Your instructions :: Copy every one of the entries below word for word, but leave the pictures out of your copy.
** begin Data for processing **
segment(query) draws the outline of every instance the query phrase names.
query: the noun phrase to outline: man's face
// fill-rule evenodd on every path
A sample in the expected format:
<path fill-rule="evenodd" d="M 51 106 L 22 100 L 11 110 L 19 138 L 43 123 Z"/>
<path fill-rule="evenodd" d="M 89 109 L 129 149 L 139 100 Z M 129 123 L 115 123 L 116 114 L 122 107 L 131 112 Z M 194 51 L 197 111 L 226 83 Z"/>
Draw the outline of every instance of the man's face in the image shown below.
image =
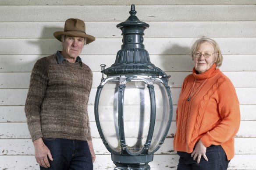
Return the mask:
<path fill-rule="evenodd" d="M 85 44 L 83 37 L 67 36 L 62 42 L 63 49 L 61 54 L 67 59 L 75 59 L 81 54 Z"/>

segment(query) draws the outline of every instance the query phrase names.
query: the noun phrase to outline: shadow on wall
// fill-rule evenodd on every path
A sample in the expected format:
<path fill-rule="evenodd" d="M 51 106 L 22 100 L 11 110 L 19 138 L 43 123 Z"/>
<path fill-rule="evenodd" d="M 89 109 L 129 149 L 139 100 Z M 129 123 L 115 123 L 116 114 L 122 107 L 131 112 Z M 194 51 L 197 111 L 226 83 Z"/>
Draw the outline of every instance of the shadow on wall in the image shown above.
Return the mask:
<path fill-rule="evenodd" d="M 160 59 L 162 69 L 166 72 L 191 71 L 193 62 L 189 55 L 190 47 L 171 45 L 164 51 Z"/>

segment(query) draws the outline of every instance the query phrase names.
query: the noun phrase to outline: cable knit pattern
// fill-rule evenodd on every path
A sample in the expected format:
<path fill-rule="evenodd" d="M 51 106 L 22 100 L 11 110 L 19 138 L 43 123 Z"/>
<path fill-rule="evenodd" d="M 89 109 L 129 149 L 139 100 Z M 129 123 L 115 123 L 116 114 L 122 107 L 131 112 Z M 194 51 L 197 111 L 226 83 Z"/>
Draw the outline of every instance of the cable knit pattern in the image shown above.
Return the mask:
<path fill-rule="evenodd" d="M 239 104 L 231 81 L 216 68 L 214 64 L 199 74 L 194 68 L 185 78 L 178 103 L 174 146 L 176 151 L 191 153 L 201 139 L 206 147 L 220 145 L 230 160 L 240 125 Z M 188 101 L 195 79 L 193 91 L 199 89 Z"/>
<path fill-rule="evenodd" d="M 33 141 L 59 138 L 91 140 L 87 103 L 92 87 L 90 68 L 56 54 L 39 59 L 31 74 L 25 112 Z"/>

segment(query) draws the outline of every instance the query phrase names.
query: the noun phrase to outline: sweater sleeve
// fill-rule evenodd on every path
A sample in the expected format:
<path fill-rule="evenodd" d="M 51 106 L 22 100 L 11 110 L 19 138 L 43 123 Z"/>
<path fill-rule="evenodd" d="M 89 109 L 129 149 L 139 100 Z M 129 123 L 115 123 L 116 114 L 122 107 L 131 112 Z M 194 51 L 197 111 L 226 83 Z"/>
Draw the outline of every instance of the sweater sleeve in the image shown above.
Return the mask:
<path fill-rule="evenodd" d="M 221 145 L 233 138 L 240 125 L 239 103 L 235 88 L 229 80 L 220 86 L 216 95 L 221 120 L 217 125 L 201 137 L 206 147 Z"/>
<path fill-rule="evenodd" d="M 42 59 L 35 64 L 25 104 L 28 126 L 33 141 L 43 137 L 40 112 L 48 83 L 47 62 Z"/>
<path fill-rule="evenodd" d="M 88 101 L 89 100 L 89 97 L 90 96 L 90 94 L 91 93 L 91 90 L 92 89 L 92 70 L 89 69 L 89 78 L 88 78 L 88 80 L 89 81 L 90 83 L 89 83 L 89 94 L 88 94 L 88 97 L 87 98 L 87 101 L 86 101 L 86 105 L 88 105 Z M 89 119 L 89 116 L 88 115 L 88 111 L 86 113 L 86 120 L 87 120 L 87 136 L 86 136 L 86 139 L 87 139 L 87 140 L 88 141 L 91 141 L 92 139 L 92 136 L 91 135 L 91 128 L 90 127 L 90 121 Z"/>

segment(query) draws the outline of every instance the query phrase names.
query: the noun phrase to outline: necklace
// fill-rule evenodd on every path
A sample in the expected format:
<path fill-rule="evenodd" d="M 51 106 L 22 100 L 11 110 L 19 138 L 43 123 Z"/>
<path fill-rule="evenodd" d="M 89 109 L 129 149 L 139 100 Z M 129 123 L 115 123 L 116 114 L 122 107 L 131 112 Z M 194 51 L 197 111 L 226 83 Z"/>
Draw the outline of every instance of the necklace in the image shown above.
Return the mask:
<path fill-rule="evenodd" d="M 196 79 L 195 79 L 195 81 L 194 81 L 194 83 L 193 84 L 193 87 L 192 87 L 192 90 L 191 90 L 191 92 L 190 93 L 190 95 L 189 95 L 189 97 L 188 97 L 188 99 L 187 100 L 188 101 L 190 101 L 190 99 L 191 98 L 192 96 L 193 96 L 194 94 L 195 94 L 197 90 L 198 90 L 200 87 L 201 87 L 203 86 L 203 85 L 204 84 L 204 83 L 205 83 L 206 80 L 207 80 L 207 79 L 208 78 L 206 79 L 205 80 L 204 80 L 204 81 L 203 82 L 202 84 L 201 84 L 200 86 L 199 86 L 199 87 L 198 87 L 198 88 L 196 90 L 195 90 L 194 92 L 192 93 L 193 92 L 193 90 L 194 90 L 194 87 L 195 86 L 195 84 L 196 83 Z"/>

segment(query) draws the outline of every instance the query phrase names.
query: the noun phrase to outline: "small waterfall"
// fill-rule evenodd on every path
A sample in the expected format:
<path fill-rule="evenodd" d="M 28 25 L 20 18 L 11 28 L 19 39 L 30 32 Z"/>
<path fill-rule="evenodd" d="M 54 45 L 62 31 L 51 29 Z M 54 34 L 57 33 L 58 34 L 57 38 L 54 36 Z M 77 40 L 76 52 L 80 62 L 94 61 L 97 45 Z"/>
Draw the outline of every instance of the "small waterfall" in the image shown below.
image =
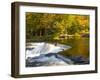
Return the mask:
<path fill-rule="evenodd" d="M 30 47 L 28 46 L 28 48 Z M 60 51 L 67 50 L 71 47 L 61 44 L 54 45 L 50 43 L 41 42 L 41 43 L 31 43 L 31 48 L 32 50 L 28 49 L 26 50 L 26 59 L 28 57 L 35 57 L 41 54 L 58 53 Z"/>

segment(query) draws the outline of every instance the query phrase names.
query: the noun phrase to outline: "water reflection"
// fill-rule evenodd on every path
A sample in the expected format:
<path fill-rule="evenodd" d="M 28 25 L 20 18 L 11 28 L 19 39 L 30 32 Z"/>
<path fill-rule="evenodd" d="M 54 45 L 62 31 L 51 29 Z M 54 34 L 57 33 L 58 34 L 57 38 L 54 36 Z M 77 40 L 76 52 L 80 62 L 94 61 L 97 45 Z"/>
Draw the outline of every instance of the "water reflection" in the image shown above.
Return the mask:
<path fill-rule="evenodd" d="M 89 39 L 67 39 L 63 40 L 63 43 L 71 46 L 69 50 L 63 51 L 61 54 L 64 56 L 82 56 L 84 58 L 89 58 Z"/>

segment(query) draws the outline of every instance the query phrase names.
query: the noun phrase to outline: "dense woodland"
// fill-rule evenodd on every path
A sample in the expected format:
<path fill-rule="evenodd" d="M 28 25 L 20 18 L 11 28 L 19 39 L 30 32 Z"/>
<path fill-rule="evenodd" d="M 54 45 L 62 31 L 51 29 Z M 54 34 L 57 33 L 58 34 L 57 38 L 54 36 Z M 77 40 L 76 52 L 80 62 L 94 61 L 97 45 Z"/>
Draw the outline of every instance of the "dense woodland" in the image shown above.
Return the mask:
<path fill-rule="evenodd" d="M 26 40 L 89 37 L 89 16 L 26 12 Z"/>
** end Data for processing **
Written reply ::
segment(query) draws the outline of every instance the query phrase names.
query: the noun phrase to outline: man's face
// fill-rule evenodd on every path
A sample in the expected format:
<path fill-rule="evenodd" d="M 51 106 L 22 100 L 11 110 L 19 138 L 43 123 Z"/>
<path fill-rule="evenodd" d="M 89 109 L 129 149 L 139 100 Z M 129 123 L 115 123 L 116 114 L 122 107 L 131 112 Z M 194 51 L 197 111 L 226 83 Z"/>
Draw the outline of every instance of the man's face in the image shown below.
image =
Return the mask:
<path fill-rule="evenodd" d="M 85 44 L 83 37 L 67 36 L 62 42 L 63 49 L 61 54 L 67 59 L 75 59 L 81 54 Z"/>

segment(query) draws the outline of every instance the query phrase names.
query: the noun phrase to outline: shadow on wall
// fill-rule evenodd on every path
A sample in the expected format:
<path fill-rule="evenodd" d="M 51 106 L 22 100 L 11 110 L 19 138 L 43 123 Z"/>
<path fill-rule="evenodd" d="M 89 109 L 129 149 L 139 100 Z M 129 123 L 115 123 L 116 114 L 122 107 L 131 112 Z M 194 51 L 197 111 L 226 83 Z"/>
Draw the outline of every instance of the shadow on wall in the image shown above.
Return the mask:
<path fill-rule="evenodd" d="M 160 59 L 162 69 L 166 72 L 191 71 L 193 62 L 189 55 L 190 47 L 171 45 L 164 51 Z"/>

segment(query) draws the outline of every instance the query phrase names.
query: the noun phrase to outline: cable knit pattern
// fill-rule evenodd on every path
A sample in the expected format:
<path fill-rule="evenodd" d="M 51 106 L 22 100 L 11 110 L 19 138 L 43 123 Z"/>
<path fill-rule="evenodd" d="M 89 109 L 129 149 L 139 100 Z M 129 123 L 115 123 L 116 114 L 122 107 L 131 112 Z M 194 51 L 197 111 L 226 83 Z"/>
Draw the outline of every instance of the cable knit pattern in the image shown above.
Return the mask:
<path fill-rule="evenodd" d="M 239 104 L 231 81 L 216 68 L 214 64 L 199 74 L 194 68 L 185 78 L 178 103 L 174 146 L 176 151 L 191 153 L 201 139 L 206 147 L 220 145 L 230 160 L 240 125 Z M 188 101 L 195 79 L 193 91 L 199 89 Z"/>
<path fill-rule="evenodd" d="M 33 141 L 59 138 L 91 140 L 87 103 L 92 87 L 90 68 L 56 54 L 39 59 L 31 74 L 25 112 Z"/>

segment(query) draws the outline of every instance the query phrase names.
query: the noun phrase to outline: sweater sleeve
// fill-rule evenodd on every path
A sample in the expected format:
<path fill-rule="evenodd" d="M 51 106 L 22 100 L 11 110 L 19 138 L 43 123 Z"/>
<path fill-rule="evenodd" d="M 89 109 L 129 149 L 139 100 Z M 129 123 L 115 123 L 116 114 L 122 107 L 131 112 Z M 194 51 L 197 111 L 226 83 Z"/>
Draw the outline of every instance of the sweater sleeve in the image shown above.
Return the mask:
<path fill-rule="evenodd" d="M 221 145 L 233 138 L 240 125 L 239 103 L 235 88 L 229 80 L 220 86 L 216 95 L 221 120 L 217 125 L 201 137 L 206 147 Z"/>
<path fill-rule="evenodd" d="M 42 59 L 35 64 L 25 104 L 28 126 L 33 141 L 43 137 L 40 112 L 48 83 L 47 62 Z"/>
<path fill-rule="evenodd" d="M 88 101 L 89 100 L 89 97 L 90 96 L 90 94 L 91 93 L 91 90 L 92 89 L 92 70 L 89 69 L 89 78 L 88 78 L 88 80 L 89 81 L 90 83 L 89 83 L 89 94 L 88 94 L 88 97 L 87 98 L 87 101 L 86 101 L 86 105 L 88 105 Z M 89 119 L 89 116 L 88 115 L 88 111 L 86 113 L 86 120 L 87 120 L 87 136 L 86 136 L 86 139 L 87 139 L 87 140 L 88 141 L 91 141 L 92 139 L 92 136 L 91 135 L 91 128 L 90 127 L 90 121 Z"/>

segment(query) draws the outline of every instance the query phrase names.
query: the noun phrase to outline: necklace
// fill-rule evenodd on every path
A sample in the expected format:
<path fill-rule="evenodd" d="M 51 106 L 22 100 L 11 110 L 19 138 L 43 123 Z"/>
<path fill-rule="evenodd" d="M 89 109 L 129 149 L 139 100 Z M 129 123 L 115 123 L 116 114 L 122 107 L 131 112 Z M 194 51 L 197 111 L 226 83 Z"/>
Draw the outline of every instance of the necklace in the image shown above.
Return the mask:
<path fill-rule="evenodd" d="M 196 79 L 195 79 L 195 81 L 194 81 L 194 83 L 193 84 L 193 87 L 192 87 L 192 90 L 191 90 L 191 92 L 190 93 L 190 95 L 189 95 L 189 97 L 188 97 L 188 99 L 187 100 L 188 101 L 190 101 L 190 99 L 191 98 L 192 96 L 193 96 L 194 94 L 195 94 L 197 90 L 198 90 L 200 87 L 201 87 L 203 86 L 203 85 L 204 84 L 204 83 L 205 83 L 206 80 L 207 80 L 207 79 L 208 78 L 206 79 L 205 80 L 204 80 L 204 81 L 203 82 L 202 84 L 201 84 L 200 86 L 199 86 L 199 87 L 198 87 L 198 88 L 196 90 L 195 90 L 194 92 L 192 93 L 193 92 L 193 90 L 194 90 L 194 87 L 195 86 L 195 84 L 196 83 Z"/>

segment(query) draws the outline of every instance the query phrase names.
query: the noun phrase to outline: "small waterfall"
// fill-rule evenodd on every path
A sample in the expected format:
<path fill-rule="evenodd" d="M 28 25 L 20 18 L 11 28 L 19 39 L 30 32 Z"/>
<path fill-rule="evenodd" d="M 54 45 L 62 31 L 51 29 Z M 54 34 L 57 33 L 58 34 L 57 38 L 54 36 Z M 77 40 L 76 52 L 80 62 L 94 61 L 97 45 Z"/>
Draw the outline of every instance of the "small waterfall" in the image shown below.
image =
Return the mask:
<path fill-rule="evenodd" d="M 30 47 L 28 46 L 28 48 Z M 60 51 L 67 50 L 71 47 L 61 44 L 54 45 L 50 43 L 41 42 L 41 43 L 31 43 L 31 48 L 32 50 L 28 49 L 26 50 L 26 59 L 28 57 L 35 57 L 41 54 L 58 53 Z"/>

segment(query) draws the outline of every instance the query phrase names.
query: the noun phrase to outline: "water reflection"
// fill-rule evenodd on every path
A sample in the expected format:
<path fill-rule="evenodd" d="M 28 25 L 20 18 L 11 28 L 19 39 L 30 32 Z"/>
<path fill-rule="evenodd" d="M 54 45 L 62 31 L 51 29 Z M 54 34 L 57 33 L 58 34 L 57 38 L 54 36 Z M 77 40 L 76 52 L 80 62 L 94 61 L 97 45 Z"/>
Draw the outline of every instance of the "water reflection" in the image shown above.
Return the mask:
<path fill-rule="evenodd" d="M 89 39 L 67 39 L 63 40 L 63 43 L 71 46 L 69 50 L 63 51 L 61 54 L 64 56 L 82 56 L 84 58 L 89 58 Z"/>

segment(query) draws the outline of every instance the query phrase names.
query: the noun phrase to outline: "dense woodland"
// fill-rule evenodd on every path
A sample in the expected format:
<path fill-rule="evenodd" d="M 28 25 L 20 18 L 11 28 L 19 39 L 30 32 Z"/>
<path fill-rule="evenodd" d="M 54 45 L 62 31 L 51 29 Z M 54 34 L 57 33 L 58 34 L 57 38 L 54 36 Z M 77 40 L 76 52 L 80 62 L 94 61 L 97 45 Z"/>
Draw the outline of every instance of the "dense woodland" in the image shown above.
Return the mask:
<path fill-rule="evenodd" d="M 26 40 L 89 37 L 89 16 L 26 12 Z"/>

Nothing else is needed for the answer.